[Items from a dataset]
━━━━━━
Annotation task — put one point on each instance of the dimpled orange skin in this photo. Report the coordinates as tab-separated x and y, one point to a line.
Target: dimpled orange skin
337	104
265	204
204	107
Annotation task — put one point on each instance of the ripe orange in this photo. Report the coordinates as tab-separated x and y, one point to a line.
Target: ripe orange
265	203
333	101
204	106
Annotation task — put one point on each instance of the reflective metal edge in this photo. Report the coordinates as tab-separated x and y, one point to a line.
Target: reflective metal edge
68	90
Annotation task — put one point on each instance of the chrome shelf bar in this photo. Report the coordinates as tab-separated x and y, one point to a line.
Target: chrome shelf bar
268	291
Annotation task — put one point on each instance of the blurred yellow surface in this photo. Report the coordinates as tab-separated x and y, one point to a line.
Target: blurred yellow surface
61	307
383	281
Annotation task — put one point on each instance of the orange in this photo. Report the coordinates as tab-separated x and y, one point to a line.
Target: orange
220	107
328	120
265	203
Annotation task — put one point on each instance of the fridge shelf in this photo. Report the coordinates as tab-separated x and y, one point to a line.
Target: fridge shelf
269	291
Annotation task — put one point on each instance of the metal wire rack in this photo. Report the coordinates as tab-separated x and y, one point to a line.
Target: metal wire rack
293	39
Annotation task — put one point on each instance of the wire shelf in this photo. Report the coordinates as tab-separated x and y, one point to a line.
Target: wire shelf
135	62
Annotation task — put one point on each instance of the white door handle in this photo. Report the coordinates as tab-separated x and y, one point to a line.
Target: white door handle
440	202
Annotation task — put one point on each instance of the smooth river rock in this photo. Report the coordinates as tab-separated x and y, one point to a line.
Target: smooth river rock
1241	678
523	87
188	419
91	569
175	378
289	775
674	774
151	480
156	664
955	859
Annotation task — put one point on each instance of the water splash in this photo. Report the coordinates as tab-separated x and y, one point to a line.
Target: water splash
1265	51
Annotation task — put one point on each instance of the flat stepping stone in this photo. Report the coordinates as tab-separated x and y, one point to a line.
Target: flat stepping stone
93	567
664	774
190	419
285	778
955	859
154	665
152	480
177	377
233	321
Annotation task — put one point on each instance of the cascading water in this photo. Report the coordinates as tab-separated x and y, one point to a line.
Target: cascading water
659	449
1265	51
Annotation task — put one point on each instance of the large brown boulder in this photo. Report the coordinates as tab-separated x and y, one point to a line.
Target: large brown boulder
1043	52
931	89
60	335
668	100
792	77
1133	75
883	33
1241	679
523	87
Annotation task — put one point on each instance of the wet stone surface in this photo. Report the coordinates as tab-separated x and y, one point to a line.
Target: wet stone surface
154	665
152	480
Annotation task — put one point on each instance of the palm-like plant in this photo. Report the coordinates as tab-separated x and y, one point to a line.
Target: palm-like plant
━━━━━━
» AIM OF THE EXERCISE
Render the entries from the line containing "of the white" up to and including the final line of the entries as a Markdown table, one line per row, with the columns Row and Entry line. Omit blank lines.

» ANSWER TO THIS PROBLEM
| Row | Entry line |
|---|---|
| 1 | Annotation task — put one point on each instance of the white door handle in this photo. Report the coordinates as tab-separated x and y, one point to a line. |
| 2 | Target: white door handle |
| 3 | 440	202 |
| 4 | Annotation task — put one point on each instance of the smooth river rock in this photo. Report the coordinates as tab-separated x and y, one point to a line. |
| 5 | Target: smooth river rock |
| 6 | 1241	678 |
| 7 | 523	87 |
| 8 | 188	419 |
| 9 | 91	569 |
| 10 | 175	378 |
| 11 | 289	775 |
| 12 | 674	774 |
| 13 | 151	480 |
| 14 | 156	664 |
| 15 | 955	859 |
| 16 | Annotation task — put one point on each instance of the water splash in this photo. Report the coordinates as tab-separated x and y, one point to a line. |
| 17 | Target: water splash |
| 18 | 1265	51 |
| 19 | Annotation task — put one point on each instance of the flat stepping stone in this photo. Report the coordinates as tab-separated x and y, one point to a line. |
| 20 | Target: flat stepping stone |
| 21 | 93	567 |
| 22 | 664	774 |
| 23 | 190	419 |
| 24 | 285	778 |
| 25 | 955	859 |
| 26 | 154	665 |
| 27 | 152	480 |
| 28 | 177	377 |
| 29 | 233	321 |
| 30 | Annotation task — put one point on each instance of the cascading water in this photo. Report the coordinates as tab-separated x and y, one point to a line. |
| 31 | Target: cascading water |
| 32 | 659	449 |
| 33 | 1265	51 |
| 34 | Annotation task — put one point on each instance of the large brown boulder in this photo. Report the coordinates as tab-separated x and y, one point to a line. |
| 35 | Target: large brown boulder |
| 36 | 1043	52 |
| 37 | 931	89 |
| 38 | 60	335 |
| 39 | 668	100 |
| 40 | 792	77 |
| 41 | 1133	75 |
| 42 | 883	33 |
| 43 | 1241	679 |
| 44 | 523	87 |
| 45 | Annotation task — put one point on each instance of the wet stone surface in this photo. Report the coordinates as tab-separated x and y, one point to a line. |
| 46 | Target: wet stone surface |
| 47 | 154	665 |
| 48 | 152	480 |
| 49 | Annotation task — put one point on each instance of the palm-like plant in this photo. Report the coordinates as tab-separated x and y, one point to a line. |
| 50 | Target: palm-like plant |